## Directions for this task:
Write out the records in full and without alteration, setting aside their pictures.

----------

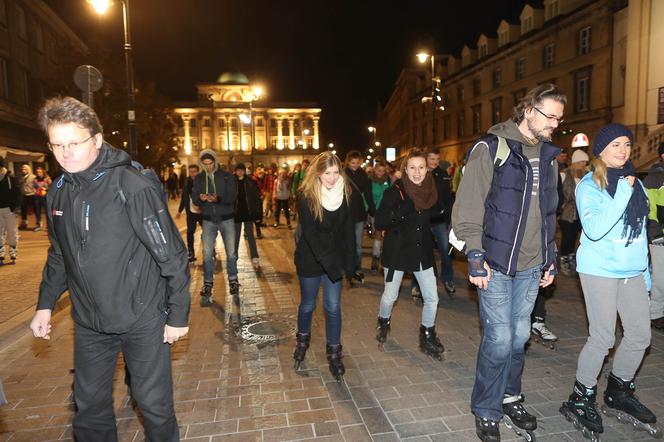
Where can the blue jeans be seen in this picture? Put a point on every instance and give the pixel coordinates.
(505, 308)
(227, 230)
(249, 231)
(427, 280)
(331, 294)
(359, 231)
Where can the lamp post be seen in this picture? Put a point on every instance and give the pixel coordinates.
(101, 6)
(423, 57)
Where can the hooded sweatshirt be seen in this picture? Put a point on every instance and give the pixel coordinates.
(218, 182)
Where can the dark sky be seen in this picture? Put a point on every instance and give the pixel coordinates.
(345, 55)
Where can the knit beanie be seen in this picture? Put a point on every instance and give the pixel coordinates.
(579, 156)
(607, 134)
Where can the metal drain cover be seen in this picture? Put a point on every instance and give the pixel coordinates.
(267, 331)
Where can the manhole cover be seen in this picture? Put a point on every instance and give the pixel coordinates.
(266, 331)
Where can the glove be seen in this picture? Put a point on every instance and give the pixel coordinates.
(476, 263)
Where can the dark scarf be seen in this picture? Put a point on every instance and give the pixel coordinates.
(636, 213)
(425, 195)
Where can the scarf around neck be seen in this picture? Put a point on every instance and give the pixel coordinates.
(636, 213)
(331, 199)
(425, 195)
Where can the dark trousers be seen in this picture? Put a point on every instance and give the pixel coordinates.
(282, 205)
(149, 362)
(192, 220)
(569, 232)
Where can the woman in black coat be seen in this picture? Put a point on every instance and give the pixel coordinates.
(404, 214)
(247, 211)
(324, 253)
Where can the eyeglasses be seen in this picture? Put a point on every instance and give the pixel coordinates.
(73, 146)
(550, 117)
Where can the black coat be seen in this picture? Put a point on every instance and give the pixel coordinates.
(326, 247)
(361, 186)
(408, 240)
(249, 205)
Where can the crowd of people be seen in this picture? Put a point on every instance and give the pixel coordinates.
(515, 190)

----------

## Exercise output:
Where can the blue jeans be seen in this picture? Put a point on every instance and give the pixel coordinates.
(505, 308)
(227, 230)
(249, 231)
(427, 280)
(331, 294)
(359, 231)
Where can the lamp post be seen in this picture? Put a point on every instance and give the pixel coordinates.
(101, 6)
(423, 57)
Where can the hooded sweatshirt be seen in this picture? Put a point on every instance and give the pixel coordinates.
(218, 182)
Where can the dark sky be seen in this picture? Put a point on every instance and give the pixel coordinates.
(345, 55)
Where can the knit beanie be seen in this picture? Put a point on every instance and give the pixel coordinates.
(579, 156)
(607, 134)
Where can the metal drain cover be seen in this picture? Put a point on every instance and give the pixel coordinates.
(267, 331)
Where can the manhole cover be seen in this picture? Put a point on every instance and give the pixel coordinates.
(266, 331)
Where can the glove be seen in this picture? Put a point on every instance and give the pixel coordinates.
(476, 263)
Where can the dark scarf be seen in this picture? Put a point on every instance and give the pixel coordinates.
(636, 213)
(425, 195)
Where can the scarf around neck be seen in this picture? Put a point on every instance and give the pixel coordinates.
(636, 213)
(331, 199)
(425, 195)
Where can the dark trousers be seen in this picture? Put a point on every instance and give the pixel coordinates.
(282, 205)
(149, 362)
(192, 220)
(569, 232)
Where can the woman in black coat be seen in this picture? Put a point on every instance and give the pixel coordinates.
(404, 214)
(247, 211)
(324, 253)
Where can the eyeglasses be seen in this picture? Put a point on every instance and give the pixel coordinates.
(73, 146)
(550, 117)
Where can the black coat be seen in this picture? Put a point on every instance and give the pixel coordinates.
(326, 247)
(361, 186)
(408, 240)
(249, 205)
Where can the crowd of people be seen in this picture? Put a point on every instance and give the pixel coordinates.
(515, 190)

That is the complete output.